## Entries from a pointing dataset
>>

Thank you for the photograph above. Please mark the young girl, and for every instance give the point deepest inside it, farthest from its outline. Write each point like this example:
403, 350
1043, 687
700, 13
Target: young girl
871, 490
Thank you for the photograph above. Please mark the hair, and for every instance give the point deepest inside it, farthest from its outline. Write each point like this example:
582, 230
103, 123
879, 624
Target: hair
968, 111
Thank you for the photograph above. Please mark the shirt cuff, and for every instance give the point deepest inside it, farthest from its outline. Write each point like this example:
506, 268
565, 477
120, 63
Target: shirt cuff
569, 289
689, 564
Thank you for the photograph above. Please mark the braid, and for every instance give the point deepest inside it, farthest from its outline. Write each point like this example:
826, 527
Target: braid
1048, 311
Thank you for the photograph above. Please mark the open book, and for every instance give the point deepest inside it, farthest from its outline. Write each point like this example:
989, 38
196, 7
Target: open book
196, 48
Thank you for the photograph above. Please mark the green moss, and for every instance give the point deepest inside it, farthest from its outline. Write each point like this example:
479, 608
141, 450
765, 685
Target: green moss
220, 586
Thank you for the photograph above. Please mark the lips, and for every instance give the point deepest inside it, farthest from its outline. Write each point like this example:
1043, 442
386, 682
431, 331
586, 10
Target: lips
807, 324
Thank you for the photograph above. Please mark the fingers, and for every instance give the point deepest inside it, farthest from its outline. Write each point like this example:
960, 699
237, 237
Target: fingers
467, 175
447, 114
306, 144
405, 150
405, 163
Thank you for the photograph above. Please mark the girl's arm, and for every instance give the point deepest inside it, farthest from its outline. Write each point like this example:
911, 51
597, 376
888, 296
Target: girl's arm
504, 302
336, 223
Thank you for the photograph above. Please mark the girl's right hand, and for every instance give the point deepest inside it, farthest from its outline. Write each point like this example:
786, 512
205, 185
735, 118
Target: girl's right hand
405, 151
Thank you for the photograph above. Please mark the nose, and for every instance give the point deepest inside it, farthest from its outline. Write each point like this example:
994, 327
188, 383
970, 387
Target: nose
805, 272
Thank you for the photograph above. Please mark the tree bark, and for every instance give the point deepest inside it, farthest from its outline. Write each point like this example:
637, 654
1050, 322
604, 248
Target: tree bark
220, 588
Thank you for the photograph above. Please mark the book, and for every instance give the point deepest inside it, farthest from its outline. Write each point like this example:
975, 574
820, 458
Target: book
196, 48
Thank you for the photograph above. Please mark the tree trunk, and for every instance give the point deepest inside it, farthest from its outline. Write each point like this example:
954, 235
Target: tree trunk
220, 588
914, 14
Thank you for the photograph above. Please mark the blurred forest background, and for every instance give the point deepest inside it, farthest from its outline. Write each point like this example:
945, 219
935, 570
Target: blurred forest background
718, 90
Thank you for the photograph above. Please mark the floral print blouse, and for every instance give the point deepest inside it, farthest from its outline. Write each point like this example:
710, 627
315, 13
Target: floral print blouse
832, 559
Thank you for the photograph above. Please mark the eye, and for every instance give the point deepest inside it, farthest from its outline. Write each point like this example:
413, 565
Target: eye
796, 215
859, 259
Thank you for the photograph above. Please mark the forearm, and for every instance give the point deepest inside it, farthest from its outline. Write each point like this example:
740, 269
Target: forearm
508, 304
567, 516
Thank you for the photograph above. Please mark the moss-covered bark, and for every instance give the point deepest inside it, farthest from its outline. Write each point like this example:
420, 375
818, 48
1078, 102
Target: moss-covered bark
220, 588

<<

## Given instruction
Reproduce all of the data above word for word, without any changes.

## Response to the task
Thank you for the photograph above. Please mark the young girl, and for every instance give the point deepest inside it, farthest from its outline. Write each point like this example:
403, 350
1043, 687
700, 13
Target: young girl
871, 490
Thank you for the photograph above. Please mark the hair, and for every instance give the point deepest inside it, farthest from its outline. Write each point like this example:
582, 230
103, 123
879, 624
Target: hair
968, 111
Thank you for the photograph above. Please mark the shirt cuff, and for every instance give the point deepest inside it, farthest from its outline. Write each point like this example:
506, 268
565, 477
120, 63
Target: shirt cuff
569, 289
689, 564
Thank you for the photograph above. Please mark the braid, and for every instance give the point deepest inside it, farthest from its outline. Write each point like this example:
826, 527
Target: braid
1048, 311
Thank you for the photograph above. Please mark the open book, and for every instance give the point deepest inside it, farthest from its outline. Write each point like this example:
989, 38
196, 7
Target: open book
196, 48
Thank you for the photograph above. Please mark the green moss, and for every instance give the point deepest inside it, farthest from its outline. Write each point like this example:
479, 608
141, 450
765, 685
Target: green moss
220, 586
Thank you for the photograph above. Please mark the lips, and for every instance give the point deepest inside it, farthest from its outline. Write each point like this example:
1043, 442
386, 682
431, 331
586, 10
Target: lips
807, 324
Thank you for the photograph above. Please mark the fingers, and for every instance give the point deepest inside it, farthest from its outline. Write each point like this example:
960, 699
237, 237
Target: fingers
467, 175
447, 114
306, 144
405, 150
405, 163
Thank you for the photograph above. Please mark the girl's arm, and for every instance give the point deepest inside it, farthest from its outline. Write each point like this example:
911, 51
597, 376
888, 296
Target: girl's arm
504, 302
336, 223
Thank you for the photograph above. Please mark the girl's right hand, and for every instance give the point deepest inside it, farthest from its outline. Write each point like this example:
786, 512
205, 185
735, 118
Target: girl's right hand
405, 151
Thank you for the photograph above. Please mark the nose, and for every instance give the point deepest inside it, farthest from its outline. Write each point like this example:
994, 327
188, 383
970, 387
Target: nose
805, 272
Thank you for the photograph above. Please mark the tree bark, and for every instance give the point deepest inside it, farthest from its outline. Write each point like this example:
637, 654
1050, 322
604, 248
Target: tree bark
220, 588
Thank you for the photograph above. Please mark the book, and for every instance give the point deepest inside it, farthest from its outline. Write each point like this example:
975, 574
820, 458
Target: book
196, 48
Thank you for the photograph above. Please mark the tree trunk, and for every instance give the point deepest inside it, farthest from its outline. Write each point like this example:
954, 235
Target: tree trunk
220, 588
914, 14
Thank you for the photograph above. Please mark the blurred forest background, and for every instance give the point deepest inside it, farthest from its outline. Write each point like this example:
945, 219
935, 570
Target: blurred forest background
718, 90
Thank you for the photograph above. Please mark the floral print blouse, and for every instance give the point deepest inside it, farthest from its outline. Write each point like this example:
710, 627
315, 13
Target: floral print blouse
832, 559
Thank you for the photograph above. Please mark the eye, and for every instance give the point deepest inside it, farthest from its outline. Write each point like this example:
413, 565
Target: eye
796, 215
859, 259
Thank you for the photograph above. Please mark the forearm, and for every instance give the point deepest inside it, farthest from its outline. Write each point like this example:
740, 269
Target: forearm
508, 304
567, 516
Thank you for the photograph above. Please mark the moss-covered bark, and for every instance give the point deepest inside it, farthest from its outline. Write each point like this example:
420, 375
818, 48
1078, 102
Target: moss-covered bark
220, 588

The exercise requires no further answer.